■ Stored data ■
========================================================================

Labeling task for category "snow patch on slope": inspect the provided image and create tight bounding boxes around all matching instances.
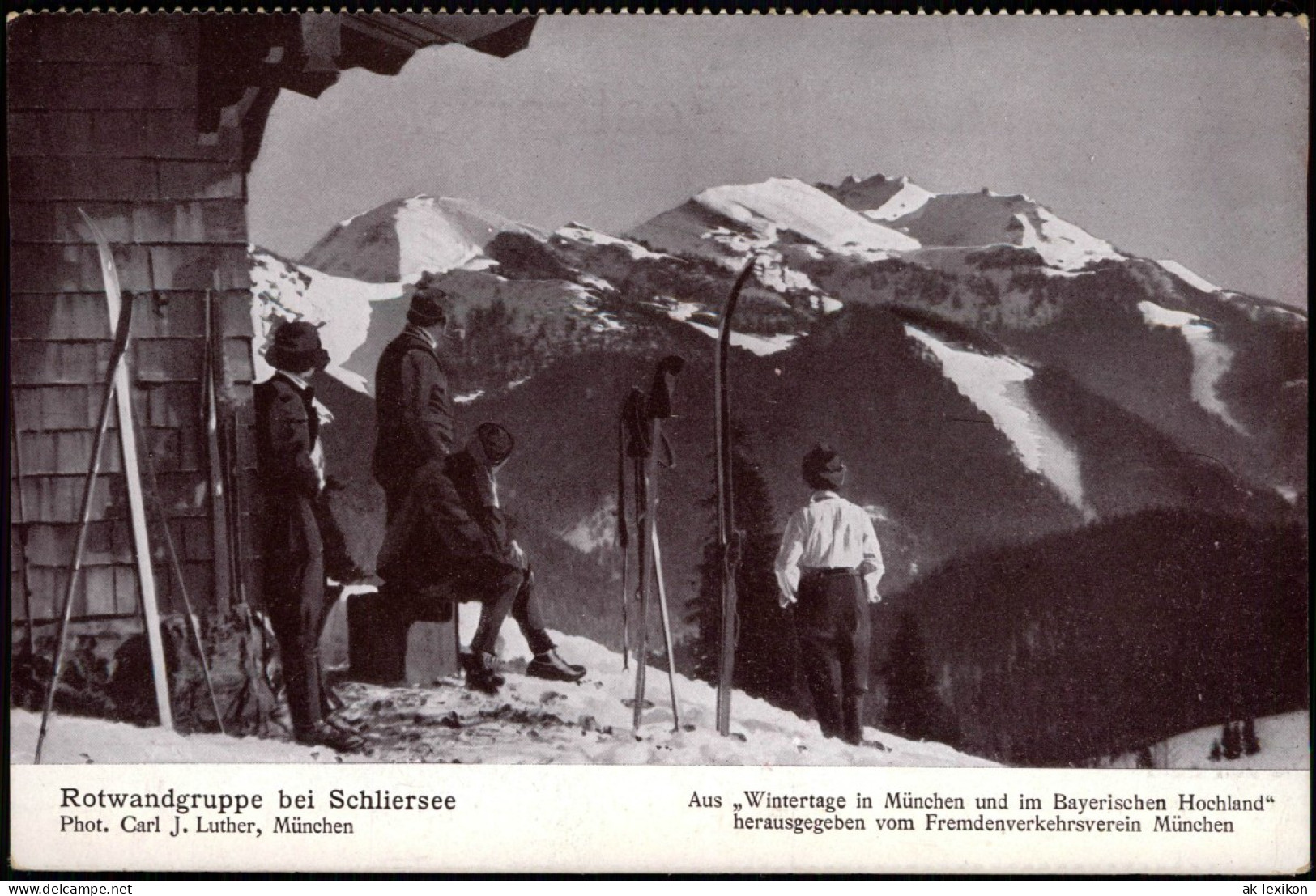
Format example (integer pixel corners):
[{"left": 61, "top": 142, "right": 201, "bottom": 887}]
[
  {"left": 560, "top": 501, "right": 617, "bottom": 554},
  {"left": 1156, "top": 259, "right": 1220, "bottom": 292},
  {"left": 1101, "top": 711, "right": 1311, "bottom": 771},
  {"left": 686, "top": 321, "right": 800, "bottom": 357},
  {"left": 863, "top": 177, "right": 937, "bottom": 221},
  {"left": 1139, "top": 301, "right": 1248, "bottom": 434},
  {"left": 904, "top": 324, "right": 1092, "bottom": 516},
  {"left": 1015, "top": 206, "right": 1122, "bottom": 271},
  {"left": 394, "top": 196, "right": 483, "bottom": 282},
  {"left": 695, "top": 177, "right": 918, "bottom": 258},
  {"left": 553, "top": 221, "right": 671, "bottom": 261},
  {"left": 249, "top": 248, "right": 406, "bottom": 395}
]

========================================================================

■ WHAT THE TASK ASKS ■
How many lines of the records contain the string "snow", counting only matches with the same case? Reply with the number alone.

■ CORRECT RESPONSE ■
1